What you will do:
Please print the listing that follows word for word, but skip any pictures it holds.

######

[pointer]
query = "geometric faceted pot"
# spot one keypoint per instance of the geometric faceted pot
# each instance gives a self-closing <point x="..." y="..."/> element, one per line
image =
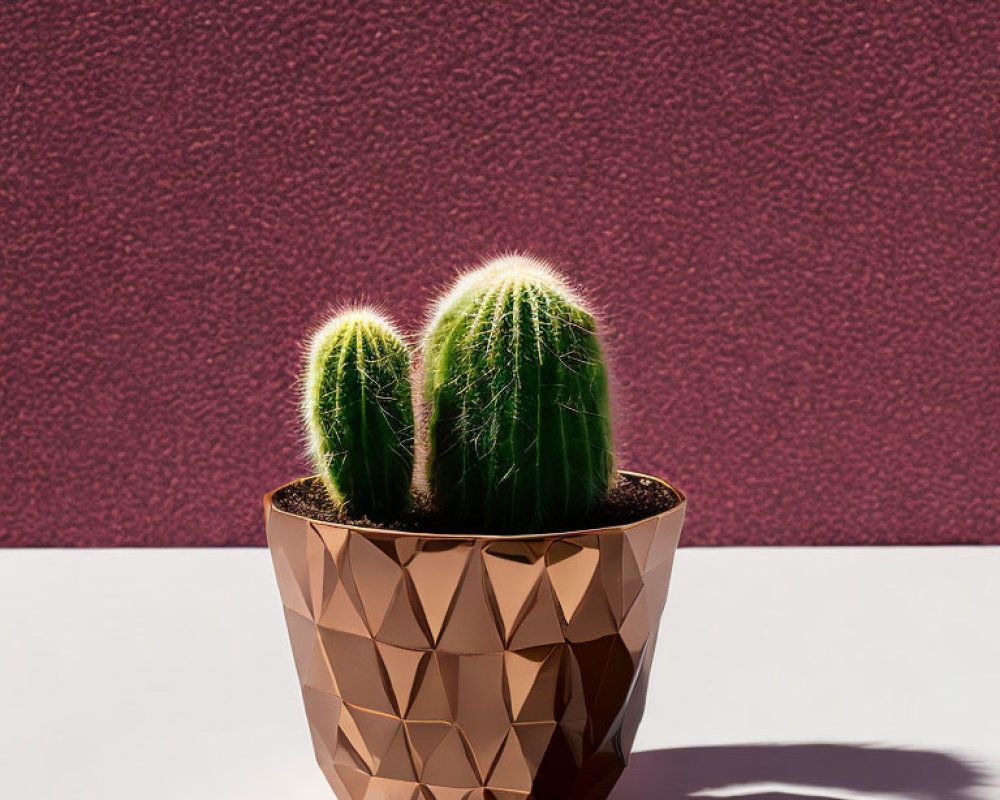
<point x="452" y="667"/>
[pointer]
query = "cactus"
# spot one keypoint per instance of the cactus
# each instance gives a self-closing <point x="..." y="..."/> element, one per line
<point x="519" y="432"/>
<point x="359" y="415"/>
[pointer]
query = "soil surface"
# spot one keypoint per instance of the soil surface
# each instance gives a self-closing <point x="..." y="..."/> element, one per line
<point x="632" y="498"/>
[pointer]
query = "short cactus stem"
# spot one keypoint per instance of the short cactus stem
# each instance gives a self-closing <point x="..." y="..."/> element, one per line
<point x="516" y="386"/>
<point x="358" y="413"/>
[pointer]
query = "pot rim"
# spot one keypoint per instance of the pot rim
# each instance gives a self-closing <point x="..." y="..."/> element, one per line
<point x="680" y="508"/>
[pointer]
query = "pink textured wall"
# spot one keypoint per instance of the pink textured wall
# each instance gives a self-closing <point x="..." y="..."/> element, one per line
<point x="788" y="212"/>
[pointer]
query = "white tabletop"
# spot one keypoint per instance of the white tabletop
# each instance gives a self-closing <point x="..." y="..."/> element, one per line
<point x="812" y="672"/>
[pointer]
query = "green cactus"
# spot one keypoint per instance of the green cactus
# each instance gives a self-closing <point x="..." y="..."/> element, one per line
<point x="359" y="415"/>
<point x="519" y="431"/>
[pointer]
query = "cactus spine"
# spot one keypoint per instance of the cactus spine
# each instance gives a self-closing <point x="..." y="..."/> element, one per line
<point x="519" y="432"/>
<point x="359" y="415"/>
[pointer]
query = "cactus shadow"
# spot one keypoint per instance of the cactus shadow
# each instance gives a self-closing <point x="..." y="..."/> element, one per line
<point x="803" y="771"/>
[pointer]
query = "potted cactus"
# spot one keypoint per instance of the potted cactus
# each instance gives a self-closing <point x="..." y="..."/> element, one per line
<point x="479" y="620"/>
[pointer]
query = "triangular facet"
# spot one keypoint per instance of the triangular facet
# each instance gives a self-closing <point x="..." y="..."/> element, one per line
<point x="288" y="556"/>
<point x="511" y="770"/>
<point x="664" y="543"/>
<point x="534" y="738"/>
<point x="436" y="571"/>
<point x="571" y="568"/>
<point x="485" y="724"/>
<point x="402" y="666"/>
<point x="431" y="699"/>
<point x="539" y="697"/>
<point x="377" y="732"/>
<point x="640" y="539"/>
<point x="323" y="573"/>
<point x="376" y="576"/>
<point x="449" y="764"/>
<point x="540" y="625"/>
<point x="396" y="762"/>
<point x="401" y="625"/>
<point x="341" y="614"/>
<point x="514" y="568"/>
<point x="521" y="669"/>
<point x="424" y="738"/>
<point x="359" y="670"/>
<point x="470" y="626"/>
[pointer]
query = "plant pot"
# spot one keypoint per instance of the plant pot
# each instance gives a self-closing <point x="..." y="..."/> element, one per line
<point x="452" y="667"/>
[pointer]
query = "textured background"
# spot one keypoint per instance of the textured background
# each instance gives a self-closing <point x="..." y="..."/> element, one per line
<point x="787" y="211"/>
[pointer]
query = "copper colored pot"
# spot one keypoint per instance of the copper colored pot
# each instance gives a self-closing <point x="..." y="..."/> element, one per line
<point x="443" y="667"/>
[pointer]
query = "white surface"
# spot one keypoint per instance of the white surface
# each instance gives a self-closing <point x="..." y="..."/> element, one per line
<point x="148" y="674"/>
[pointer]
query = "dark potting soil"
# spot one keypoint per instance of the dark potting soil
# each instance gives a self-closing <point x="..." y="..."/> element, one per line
<point x="632" y="498"/>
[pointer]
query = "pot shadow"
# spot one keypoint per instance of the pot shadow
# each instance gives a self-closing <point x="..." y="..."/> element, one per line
<point x="804" y="771"/>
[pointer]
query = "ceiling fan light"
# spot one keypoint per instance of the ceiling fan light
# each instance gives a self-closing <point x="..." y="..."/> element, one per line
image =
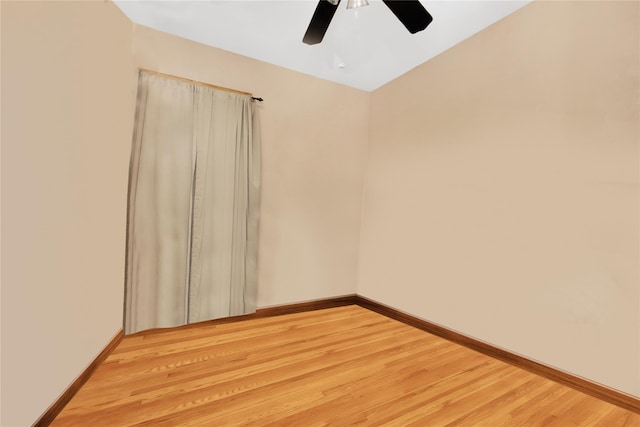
<point x="352" y="4"/>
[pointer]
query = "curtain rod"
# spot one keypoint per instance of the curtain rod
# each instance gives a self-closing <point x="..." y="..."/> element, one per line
<point x="182" y="79"/>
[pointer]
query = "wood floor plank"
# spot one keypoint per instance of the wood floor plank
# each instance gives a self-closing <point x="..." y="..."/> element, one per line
<point x="340" y="366"/>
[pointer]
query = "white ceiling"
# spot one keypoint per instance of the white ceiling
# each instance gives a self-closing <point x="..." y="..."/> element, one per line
<point x="363" y="48"/>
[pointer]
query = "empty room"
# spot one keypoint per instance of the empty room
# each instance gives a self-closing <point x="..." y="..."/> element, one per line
<point x="429" y="213"/>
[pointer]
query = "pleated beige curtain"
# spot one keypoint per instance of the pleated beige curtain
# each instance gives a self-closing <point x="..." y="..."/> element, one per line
<point x="194" y="190"/>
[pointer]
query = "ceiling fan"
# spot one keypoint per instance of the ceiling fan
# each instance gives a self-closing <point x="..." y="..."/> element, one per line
<point x="410" y="12"/>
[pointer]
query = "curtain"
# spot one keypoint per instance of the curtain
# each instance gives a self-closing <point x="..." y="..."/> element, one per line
<point x="194" y="188"/>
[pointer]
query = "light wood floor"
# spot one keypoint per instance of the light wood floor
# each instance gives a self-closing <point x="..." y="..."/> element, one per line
<point x="342" y="366"/>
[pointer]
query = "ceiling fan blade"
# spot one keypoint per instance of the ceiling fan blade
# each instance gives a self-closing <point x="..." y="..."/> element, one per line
<point x="411" y="13"/>
<point x="320" y="21"/>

######

Solution to this problem:
[pointer]
query = "geometric faceted pot"
# spot one keypoint per instance of the geometric faceted pot
# each instance gives a self-closing <point x="..." y="..."/> element, one per line
image =
<point x="452" y="667"/>
[pointer]
query = "cactus"
# spot one keypoint per instance of the cactus
# each instance gives a self-closing <point x="..." y="..."/> element, one per line
<point x="519" y="432"/>
<point x="359" y="415"/>
[pointer]
query = "soil surface"
# spot one keypoint per instance of the soil surface
# each instance gives a self-closing <point x="..." y="..."/> element, one per line
<point x="632" y="498"/>
[pointer]
query = "short cactus stem"
# spot one keypoint per instance of the short cactus stem
# each instance gives a self-closing <point x="..." y="..."/> element, one per line
<point x="516" y="386"/>
<point x="358" y="413"/>
[pointer]
query = "pot rim"
# spot one keypoint per instance of the pot rim
# each instance gives a self-closing <point x="..." y="..."/> element, one per line
<point x="680" y="508"/>
[pointer]
query = "pink textured wall"
# spot one keypoint per instance of the pink textured wall
# each instance gives a self-closing <point x="..." y="..."/> element, one per line
<point x="788" y="212"/>
[pointer]
query = "white tabletop"
# spot one keypoint per instance of the white tabletop
# each instance gives a self-closing <point x="..." y="..."/> element, one per line
<point x="812" y="672"/>
[pointer]
query = "green cactus"
# spot one keypoint per instance of the green cactus
# each instance gives a self-closing <point x="..." y="..."/> element, one per line
<point x="359" y="415"/>
<point x="519" y="431"/>
[pointer]
query = "cactus spine"
# spot one keypoint per instance of the cactus spine
# each instance gives a self-closing <point x="..." y="..."/> element, one per line
<point x="519" y="432"/>
<point x="359" y="415"/>
[pointer]
query = "cactus shadow"
# spot one keypoint per instance of the cactus shadow
# each instance gives a self-closing <point x="..." y="..."/> element, one per line
<point x="803" y="771"/>
[pointer]
query = "potted cactus"
# spot one keypoint per instance of the potted cactus
# each instance gives a self-closing <point x="..." y="..."/> element, one per line
<point x="479" y="620"/>
[pointer]
query = "triangular facet"
# spot one keypoint per instance of the triangular facet
# each instance gives a self-closing <point x="..." y="..."/> element, one per line
<point x="288" y="556"/>
<point x="511" y="770"/>
<point x="664" y="543"/>
<point x="534" y="738"/>
<point x="436" y="571"/>
<point x="571" y="568"/>
<point x="485" y="724"/>
<point x="402" y="666"/>
<point x="431" y="699"/>
<point x="539" y="697"/>
<point x="377" y="732"/>
<point x="640" y="539"/>
<point x="323" y="573"/>
<point x="376" y="576"/>
<point x="449" y="764"/>
<point x="540" y="625"/>
<point x="396" y="762"/>
<point x="401" y="625"/>
<point x="341" y="614"/>
<point x="514" y="568"/>
<point x="521" y="669"/>
<point x="424" y="738"/>
<point x="359" y="670"/>
<point x="470" y="626"/>
[pointer]
query = "plant pot"
# spot one keypoint per instance of the plant pot
# each instance gives a self-closing <point x="..." y="..."/> element, one per line
<point x="452" y="667"/>
[pointer]
query = "textured background"
# spot one keypoint per instance of the textured background
# each instance gives a self-closing <point x="..." y="..."/> element, one per line
<point x="787" y="211"/>
[pointer]
query = "copper colored pot"
# spot one keypoint per instance of the copper colored pot
# each instance gives a self-closing <point x="..." y="..."/> element, one per line
<point x="443" y="667"/>
[pointer]
query = "white surface"
# spot one keypoint per instance of the white surface
# each instance gives a self-closing <point x="..." y="..."/> element, one per line
<point x="148" y="674"/>
[pointer]
query = "dark potting soil"
# spot one keypoint per instance of the dark potting soil
# each instance gives a self-closing <point x="..." y="..."/> element, one per line
<point x="632" y="498"/>
[pointer]
query = "pot shadow"
# spot one keypoint per instance of the pot shadow
# each instance gives a self-closing <point x="..." y="..."/> element, one per line
<point x="804" y="771"/>
[pointer]
query = "ceiling fan light"
# spot one keypoint per instance of the ceiling fan light
# each instance gives a self-closing <point x="..." y="..."/> element, one per line
image =
<point x="352" y="4"/>
[pointer]
query = "curtain rod"
# spot one keypoint per instance of the curtain rod
# each instance gives a self-closing <point x="..." y="..."/> element, one per line
<point x="182" y="79"/>
[pointer]
query = "wood floor plank"
# spot one keypoint per instance of the wood floor plank
# each instance gives a self-closing <point x="..." y="..."/> element, one per line
<point x="340" y="366"/>
[pointer]
query = "white ceiling"
# spot one keypoint per instance of the white ceiling
# each instance gives a self-closing <point x="..." y="..."/> element, one per line
<point x="363" y="48"/>
[pointer]
query = "empty room"
# spot one keypoint per instance of the empty room
# each instance gives a self-closing <point x="..." y="..."/> element, one per line
<point x="429" y="213"/>
[pointer]
query = "pleated beige curtain"
# spot one keypoint per instance of the pleated beige curtain
# each instance gives a self-closing <point x="..." y="..."/> element, one per line
<point x="194" y="190"/>
[pointer]
query = "ceiling fan"
# spot one keypoint per instance of the ceiling fan
# each instance gives a self-closing <point x="..." y="..."/> element, one per line
<point x="410" y="12"/>
[pointer]
query = "curtain"
# spot one keypoint per instance of the curtain
# each instance gives a self-closing <point x="..." y="..."/> element, one per line
<point x="194" y="188"/>
[pointer]
query = "light wood floor"
# spot one keypoint per instance of the light wood floor
# each instance gives a self-closing <point x="..." y="..."/> element, one per line
<point x="342" y="366"/>
[pointer]
query = "ceiling fan blade"
# spot one keypoint per instance of the ceiling fan blade
# each instance gives a self-closing <point x="..." y="..."/> element, one per line
<point x="411" y="13"/>
<point x="320" y="21"/>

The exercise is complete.